DIRECTIONS:
a - Print the part of the Destiny's Child styling article starting with "Her overarching blueprint" and going on through "a similar way.".
b - From the Destiny's Child styling article, list the girl groups it names as examples from the '60s and '70s.
c - Pick up the Destiny's Child styling article from the point where it stops and keep writing.

SUPPLIED TEXT:
──────────────────────────────

CULTURE

Tina Knowles-Lawson Was Told Destiny’s Child’s Outfits Were “Too Black”

Destiny’s Child’s record label insisted their crossover appeal would be limited if they didn’t dress like Britney Spears and Christina Aguilera.

by Brooke Marine

Tina Knowles Lawson

As the matriarch of Destiny’s Child, Tina Knowles-Lawson can be given a lot of credit for the group’s ahead-of-their time aesthetic. As the group’s stylist, she also designed many of the band’s signature looks. The musicians were often seen in music videos and on stage coordinating their looks with sequins, denim, and camouflage—the latter of which Knowles-Lawson once revealed was a nod to New Orleans rapper Master P.

Her overarching blueprint for Destiny’s Child’s style, though, was Motown. The Marvelettes, The Supremes, Labelle, and many other girl groups in the ’60s and ’70s distinguished themselves by showing up on stage in their boldest, flashiest, coordinated looks—and Ms. Tina wanted Destiny’s Child to stand out in a similar way.

During a recorded video conversation with Beverly Johnson for The Washington Post, Knowles-Lawson detailed her inspiration for designing looks for Destiny’s Child. “We were big Motown fans, my ex-husband and I both. The girls looked at tapes of Motown and that’s where we got our inspiration,” she said. “The costumes that they wore in those days, when you were sitting on the 30th row, you could see because there was a sparkle, there was a dazzle, they looked like stars. So that was the concept for Destiny’s Child.”

──────────────────────────────

RECORDED INFORMATION:
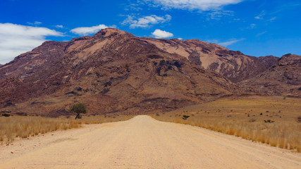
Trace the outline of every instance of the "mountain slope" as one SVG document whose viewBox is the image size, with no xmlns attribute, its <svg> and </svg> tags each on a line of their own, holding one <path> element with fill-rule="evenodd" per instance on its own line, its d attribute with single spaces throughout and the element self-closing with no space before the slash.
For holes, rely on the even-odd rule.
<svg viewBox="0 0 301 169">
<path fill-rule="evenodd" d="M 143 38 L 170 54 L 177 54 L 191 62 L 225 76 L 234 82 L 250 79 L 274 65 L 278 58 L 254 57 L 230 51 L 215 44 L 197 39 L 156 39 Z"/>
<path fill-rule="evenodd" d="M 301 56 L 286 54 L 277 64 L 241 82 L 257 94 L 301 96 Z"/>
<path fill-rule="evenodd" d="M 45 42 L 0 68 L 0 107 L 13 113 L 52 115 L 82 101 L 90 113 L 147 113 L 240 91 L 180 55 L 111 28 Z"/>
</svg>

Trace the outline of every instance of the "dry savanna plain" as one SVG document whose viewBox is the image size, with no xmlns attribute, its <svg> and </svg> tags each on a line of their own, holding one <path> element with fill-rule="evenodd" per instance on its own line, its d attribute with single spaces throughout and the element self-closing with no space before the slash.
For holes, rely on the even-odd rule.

──────────────────────────────

ANSWERS FOR THE EXERCISE:
a -
Her overarching blueprint for Destiny’s Child’s style, though, was Motown. The Marvelettes, The Supremes, Labelle, and many other girl groups in the ’60s and ’70s distinguished themselves by showing up on stage in their boldest, flashiest, coordinated looks—and Ms. Tina wanted Destiny’s Child to stand out in a similar way.

b - The Marvelettes, The Supremes, Labelle

c -
In the interview, Knowles-Lawson also talked about some of the challenges she faced as a stylist for Destiny’s Child in the late ’90s and early ’00s. “The label, after the girls started getting a lot of recognition, they had a meeting with my husband and they told him that basically I was the problem and I was going to be the reason why the girls would be limited in their crossover appeal, because they were just a little too flashy, a little too Motown, but what they really meant was that they were a little too Black,” she revealed.

“As an African-American, I know, I’ve always known, that our fashion, our vibe, our style, our swag, has influenced the fashion world greatly,” she said. “I remember I used to design things and I would get criticized for it, but they next thing I know it would be on somebody’s runway.”

“I was told that they should look like Britney Spears and Christina Aguilera,” she went on. “At the time they were big pop stars, and in order for the girls to cross over, they said they needed to wear jeans and t-shirts. I took offense to it because I felt like the girls, in their splendor, were different, they were unique, they were unapologetically Black.”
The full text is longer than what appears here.